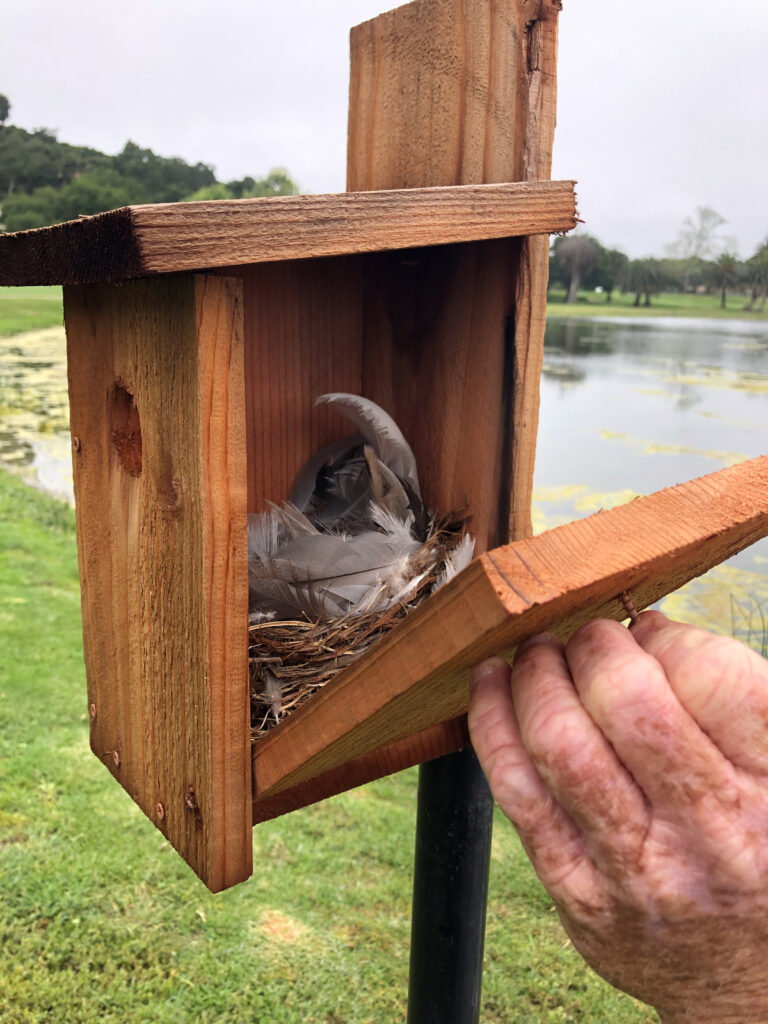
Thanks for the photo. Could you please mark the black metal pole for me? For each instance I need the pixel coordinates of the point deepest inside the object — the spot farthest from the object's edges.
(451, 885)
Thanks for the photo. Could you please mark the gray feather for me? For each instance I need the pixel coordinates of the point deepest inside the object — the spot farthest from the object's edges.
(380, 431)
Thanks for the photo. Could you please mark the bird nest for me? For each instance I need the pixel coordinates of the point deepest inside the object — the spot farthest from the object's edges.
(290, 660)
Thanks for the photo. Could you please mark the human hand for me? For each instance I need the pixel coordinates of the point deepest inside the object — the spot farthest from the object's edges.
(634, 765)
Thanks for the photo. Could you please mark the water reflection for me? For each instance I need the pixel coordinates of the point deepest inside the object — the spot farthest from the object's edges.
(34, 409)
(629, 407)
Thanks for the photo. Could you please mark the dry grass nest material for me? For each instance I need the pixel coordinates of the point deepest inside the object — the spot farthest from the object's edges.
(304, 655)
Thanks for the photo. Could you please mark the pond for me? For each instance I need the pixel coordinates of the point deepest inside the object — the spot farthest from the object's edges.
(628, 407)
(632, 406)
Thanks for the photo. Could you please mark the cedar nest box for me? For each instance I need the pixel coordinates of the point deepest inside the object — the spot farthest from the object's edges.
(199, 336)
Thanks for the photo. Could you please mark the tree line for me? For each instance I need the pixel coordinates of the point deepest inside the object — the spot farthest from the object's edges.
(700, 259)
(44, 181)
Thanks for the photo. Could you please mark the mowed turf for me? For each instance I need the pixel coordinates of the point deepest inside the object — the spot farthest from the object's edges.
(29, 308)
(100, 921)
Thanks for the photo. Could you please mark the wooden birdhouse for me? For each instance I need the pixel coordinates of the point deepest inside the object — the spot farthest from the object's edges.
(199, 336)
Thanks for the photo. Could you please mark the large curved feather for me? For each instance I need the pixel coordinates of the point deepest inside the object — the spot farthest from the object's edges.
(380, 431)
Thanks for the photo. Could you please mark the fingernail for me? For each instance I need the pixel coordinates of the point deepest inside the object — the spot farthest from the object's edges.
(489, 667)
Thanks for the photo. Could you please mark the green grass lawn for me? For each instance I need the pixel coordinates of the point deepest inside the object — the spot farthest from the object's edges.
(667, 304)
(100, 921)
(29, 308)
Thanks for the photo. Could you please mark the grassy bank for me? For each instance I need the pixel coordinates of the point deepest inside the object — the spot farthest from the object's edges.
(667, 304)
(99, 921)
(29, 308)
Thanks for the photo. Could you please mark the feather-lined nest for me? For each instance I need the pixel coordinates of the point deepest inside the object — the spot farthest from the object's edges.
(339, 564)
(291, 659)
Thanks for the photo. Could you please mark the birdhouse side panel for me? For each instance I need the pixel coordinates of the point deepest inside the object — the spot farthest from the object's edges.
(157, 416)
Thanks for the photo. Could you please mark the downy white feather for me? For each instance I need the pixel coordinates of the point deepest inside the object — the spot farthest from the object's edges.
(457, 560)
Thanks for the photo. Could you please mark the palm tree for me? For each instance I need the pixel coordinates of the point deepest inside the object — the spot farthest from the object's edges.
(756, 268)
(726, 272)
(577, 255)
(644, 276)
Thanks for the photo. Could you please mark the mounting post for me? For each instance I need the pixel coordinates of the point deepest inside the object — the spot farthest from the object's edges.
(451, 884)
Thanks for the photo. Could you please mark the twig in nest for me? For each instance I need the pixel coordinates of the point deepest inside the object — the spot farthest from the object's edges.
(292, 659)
__________________________________________________
> Work instructions: Reproduce every row above word for word, leaving out the pictures.

> Answer for this exercise:
Thanks for the photo. Could you please mark the black metal pole for me? For each instance I need the pixel coordinates of the point deepest inside the object — the spot farthest from the object's edges.
(451, 885)
Thanks for the photo. Could you please mark the gray feather for me? For each instance I need the pixel coordinates of the point deepest inside the object — the spot farthest from the object's edges.
(380, 431)
Thanks for the photo. Could you please mark the bird nest for me? For each instance I need the pixel coordinates of the point deepest inside the object — the spot farthest from the object's edges.
(290, 660)
Thanks for the photo. Could you please mark the human hand for me? For each instance I need the pixel coordinates of the point deepest inside the object — the spot farthest from the object's edges.
(634, 765)
Thanks for the photo. Could you please mark the water reflection for me? For each instance I need the pixel coordinates of the point deepest inside the object — the spot farthest from the object's edges.
(34, 409)
(629, 407)
Thanks for the photo. Could you please mark the dry grass nest material for me? For each instance I need the pixel coordinates of the point deepest inside the object — the spot farthest from the object's edges.
(304, 655)
Thanks for the photo. Could you please mark the pond for me? For each instance I need the pixel coordinates of the point deepest inside the object — the spot farthest from the object's edges.
(628, 407)
(632, 406)
Thanks for the photo. Could you please mark the cedar nest box for me? For each instance I need the pixel coordinates of the point deepest inside the object — the spot farthest from the object's edges.
(199, 336)
Thanks for the photo. Could you please mark the tree line for me? For each instance I need the pixel coordinates of the point deepest inside the object — the spot farthest from the object's edges.
(700, 259)
(44, 181)
Thanks for the photo. Could you please mark the mowed turf for me? For each instance I need the pixel coordinates of the point deepest inside the object — the spot farthest from the object's edges.
(29, 308)
(100, 921)
Thanks for the photo. Could you please mark the wooden birdhouse for me? For each instance I need the pixel coordinates of the point deepest inside the object — the spot farthest from the object's edges.
(199, 336)
Thanks for the photo. Could you please mark the large curved feather for me? For each instance I need the pixel coordinates of the point deepest inside the object — the spot farthest from the object's edges.
(380, 431)
Thanks for the photo. Could you please mark the fingernail for me? For each instance I need the pixel coordinates of the point deepest inside the object — the spot farthest from the object's edges.
(489, 667)
Thanks for the photo. Could you please mark the green grass lawn for me? For each instance I need the pixel coordinates of the point deepest inside the object — the spot farthest from the object's edges.
(667, 304)
(100, 921)
(29, 308)
Thanks for the photo. Could you please mark the grassy bank for me? For each instance I need the pixel coordinates of the point deepest inside the object — the spot farthest from the object's edges.
(667, 304)
(99, 921)
(29, 308)
Thanks for the photo. Could you please mark the feather-lined nest for me? For each instance I need the pixel coordinates of the point deepest inside the object — the spot farthest from the object's edges.
(339, 564)
(291, 659)
Thanks for the photo. Could you please mark the birdhouse side panel for me? For each instance I need the pixel coordinates of the point deepest inside the object — the spot farthest from the object's edges.
(157, 416)
Thanks for the photo. Could you please mark the downy white feather for me? For each instance I need the pixel coordinates of the point deepest inside the object — the spot farthest from the object's edges.
(457, 560)
Thanks for the photo. Could you please mark the palm tree for me? For each instance I need the pixel coordinates of the point deepest inside the object — the spot farthest from the object's edges.
(756, 268)
(726, 272)
(577, 255)
(644, 276)
Thanks for the photo. Could you please mark the mounting post for me? For each instance I need the pixel coordinates of the point deepest inside the object — the spot farthest from the object's edges.
(451, 884)
Thanks for the photo. Could you please mark the twig in nest for me? For each instance I need the pixel coordinates of the point deepest inside the object — the spot farthest from the object's edges.
(292, 659)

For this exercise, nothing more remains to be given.